*Texto dado*:

◆ ◆ ◆ ◆ ◆ ◆ ◆

Los últimos mohicanos

Manuel Vicent

Fragmento

libro-4

 

Llevaba el cuello de la camisa vuelto por fuera a lo Byron, pero, lejos de la cojera romántica y el elegante diseño óseo del poeta inglés, el nuestro era un escritor despechugado en todos los sentidos, apaisado y sensual, que se movió siempre entre la convulsión de la política, la torrentera del periodismo de combate, el éxito literario a granel y los placeres del moro valenciano en chaqueta de pijama coronado por el cuerno de la abundancia.

Vicente Blasco Ibáñez había nacido muy cerca del Mercado Central de Valencia, en el número 8 de la calle de la Jabonería Nueva, el 29 de enero de 1867, hijo de Gaspar y Ramona, procedentes de Aragón, propietarios de una tienda de comestibles, un pobre establecimiento en cuya lóbrega trastienda había sacos de arroz, azúcar y otros abarrotes. La calle estaba habitada por menestrales modestos, zapateros, drogueros y tenderos de paños. Esa era su gente. Entre gritos de buhoneros y flautas de afiladores, por delante de su casa pasaba la mesocracia valenciana con una cesta en el brazo camino del mercado, murmurando siempre contra la carestía de la vida. Esas criaturas poblarían después la novela Arroz y tartana y en el futuro se convertirían en votantes naturales del partido republicano populista que fundó el escritor, quien por instinto siguió siempre este principio: si tienes la llave del mercado, tendrás en tu poder el alma de Valencia.

Una tía de su madre, la señora Vicenta, natural de Calatayud, estaba de criada o ama de llaves en casa de Mariano de Cabrerizo, político revolucionario, editor y librero, también aragonés. Al pequeño Vicente solían llevarlo a pasar las tardes de verano a su chalé de la Alameda, rodeado de una soleada huerta con gallinas, y tal vez allí el niño fue inoculado con el germen de la política y de la literatura por este personaje atrabiliario convertido en su protector.

◆ ◆ ◆ ◆ ◆ ◆ ◆

*Ejercicio propuesto 1*: Imprime sin ningún cambio las líneas del listado que van desde la que contiene "Return one point for each instance of the man." hasta el final del listado, ambas incluidas.
*Ejercicio propuesto 2*: Prosigue el texto sobre la infancia de Vicente Blasco Ibáñez a partir del punto en que termina.

◆ ◆ ◆ ◆ ◆ ◆ ◆

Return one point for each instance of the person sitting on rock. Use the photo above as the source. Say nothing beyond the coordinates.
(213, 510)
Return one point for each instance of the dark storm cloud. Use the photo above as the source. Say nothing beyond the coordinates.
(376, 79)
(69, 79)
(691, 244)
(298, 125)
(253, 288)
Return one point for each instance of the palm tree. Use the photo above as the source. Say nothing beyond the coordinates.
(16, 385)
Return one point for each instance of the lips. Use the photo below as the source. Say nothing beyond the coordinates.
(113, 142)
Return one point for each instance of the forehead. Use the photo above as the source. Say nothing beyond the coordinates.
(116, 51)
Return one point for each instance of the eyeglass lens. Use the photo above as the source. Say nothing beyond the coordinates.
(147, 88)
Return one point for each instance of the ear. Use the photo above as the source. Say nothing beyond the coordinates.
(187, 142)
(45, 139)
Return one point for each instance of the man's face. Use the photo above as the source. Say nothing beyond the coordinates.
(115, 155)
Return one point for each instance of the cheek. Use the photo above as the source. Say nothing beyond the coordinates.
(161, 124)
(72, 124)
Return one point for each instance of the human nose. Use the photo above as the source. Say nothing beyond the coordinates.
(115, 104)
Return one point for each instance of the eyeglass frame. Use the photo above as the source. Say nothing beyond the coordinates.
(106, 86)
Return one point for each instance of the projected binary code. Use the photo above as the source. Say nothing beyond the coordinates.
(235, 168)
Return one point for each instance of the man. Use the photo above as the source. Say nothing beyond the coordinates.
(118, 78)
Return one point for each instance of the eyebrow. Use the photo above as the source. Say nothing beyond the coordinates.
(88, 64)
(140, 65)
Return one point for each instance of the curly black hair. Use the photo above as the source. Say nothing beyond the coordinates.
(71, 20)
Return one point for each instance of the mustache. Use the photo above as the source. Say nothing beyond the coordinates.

◆ ◆ ◆ ◆ ◆ ◆ ◆

*Respuesta a la tarea 1*:
Return one point for each instance of the man. Use the photo above as the source. Say nothing beyond the coordinates.
(118, 78)
Return one point for each instance of the eyebrow. Use the photo above as the source. Say nothing beyond the coordinates.
(88, 64)
(140, 65)
Return one point for each instance of the curly black hair. Use the photo above as the source. Say nothing beyond the coordinates.
(71, 20)
Return one point for each instance of the mustache. Use the photo above as the source. Say nothing beyond the coordinates.

*Respuesta a la tarea 2*:
Pronto comenzó Blasco Ibáñez a derramar el alma. Con veinte años y estudios de Derecho se fue a Madrid a verlas venir. En el café de Zaragoza de la calle de Atocha se encontró casualmente con el exitoso folletinista Manuel Fernández y González; llevado por un impulso, Blasco se acercó a su mesa y, después de rendirle la consabida pleitesía, a bote pronto se le ofreció como negro y amanuense a tanto la página. Fue aceptado en el acto, debido a su simpatía natural, y a renglón seguido el pulso de Blasco Ibáñez comenzó a manar folletines llenos de marquesas enamoradas y truhanes alevosos, escritos a dos o a cuatro manos en un par de horas, un ejercicio que le sirvió para aprender a no pararse en barras con tal de dar velocidad a la pluma de forma que levantara vuelo el día de mañana. En ese momento el aprendiz de escritor ya era un agitador en los mítines republicanos, reventador de rosarios de la aurora y duelista irreflexivo a quien en una ocasión la hebilla del cinturón le detuvo la bala que le iba directa al bandullo. Fugitivo de la policía, probó por primera vez el exilio en Francia después de una detonante soflama contra el Ejército, la monarquía o la Iglesia, los tres frentes de su perenne combate.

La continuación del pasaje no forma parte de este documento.